** Begin Text segment **

# APS filters booster + Eheim tubing?



## TBRO (23 Sep 2018)

Hi All, 

I’ve just bought an APS filter booster to use as a CO2 reactor on my outflow pipe. I have an Eheim Ecco Pro with 12/16 mm tubing. Can anyone advise on  tubing connections to Mate the two? 

The APS Hose barbs are a lot bigger, internal diameter approx 17 mm. 


Sent from my iPhone using Tapatalk


----------



## Millns84 (23 Sep 2018)

Don't the connectors unscrew to reveal smaller connectors?


----------



## Zeus. (23 Sep 2018)

Millns84 said:


> Don't the connectors unscrew to reveal smaller connectors?



Yes they do  the APS EF1 and EF2 both use the same connectors, I have both filters and have swapped the connectors over when doing some modding.


----------



## TBRO (30 Sep 2018)

Thanks guys, cool that they come with those screw off adaptations! I would have never found them. 

Managed to cobble together connecting parts. 16/22 tubing seems to fit the APS well, so Eheim rescuers can be used to get it to mate with 12/16 tubes. Bit awkward but works. 

Flow seriously down, perhaps I used too many bio balls (2/3 rds full)? Still bubbles go in but no visible bubbles come out and it’s silent, so seems to work so far....

I really don’t like how soft the clear silicone tubing is, the lock nuts don’t tighten onto them like they do on the green Ehime tubes, anyone recommend  harder 12/16 tubing? (Got mine from Aquarium Gardens). 











Sent from my iPhone using Tapatalk


----------



## Zeus. (30 Sep 2018)

I May be wrong but from the pics you seem to have filter output going to the Pro Flora difusor then to the bottom of the APS EF2  works better when feed goes to the top when using the APS EF2 as CO2 reactor




Easy to get it wrong, think it should help get better sweeping bends too if I am correct as yours do appear a little tight.

Got my Braided tubing form Aquarium Plumbing which doesnt kink easy but they dont do 12/16 but quite a few sellers on Ebay


----------



## TBRO (1 Oct 2018)

Thanks Zeus, had a play with the pipes and flow a bit better, also removed more bio balls. 

As per the directions, just seemed less likely to form an air (read C02) lock. As excess gas could escape out the top. 

See how it goes...


Sent from my iPhone using Tapatalk


----------

** End Text segment **

__Tasks and exercises__.
**a)** In the aquarium filter thread, reproduce the passage that begins at "Thanks guys, cool" and stops after "from Aquarium Gardens).", swapping "silicone" for "rubber".
**b)** Name every shop or seller that the aquarium filter thread gives as a source of tubing.

** Begin Material **

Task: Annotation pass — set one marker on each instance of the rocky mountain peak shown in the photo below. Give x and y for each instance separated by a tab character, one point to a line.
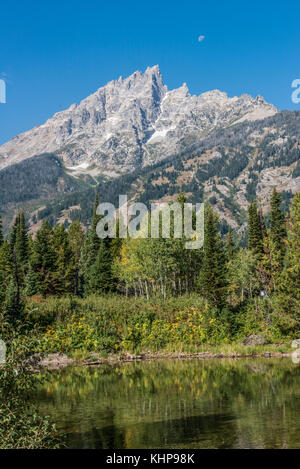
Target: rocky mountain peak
131	122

** End Material **

__Solution list__.
**a)**
Thanks guys, cool that they come with those screw off adaptations! I would have never found them. 

Managed to cobble together connecting parts. 16/22 tubing seems to fit the APS well, so Eheim rescuers can be used to get it to mate with 12/16 tubes. Bit awkward but works. 

Flow seriously down, perhaps I used too many bio balls (2/3 rds full)? Still bubbles go in but no visible bubbles come out and it’s silent, so seems to work so far....

I really don’t like how soft the clear rubber tubing is, the lock nuts don’t tighten onto them like they do on the green Ehime tubes, anyone recommend  harder 12/16 tubing? (Got mine from Aquarium Gardens).

**b)** Aquarium Gardens, Aquarium Plumbing, Ebay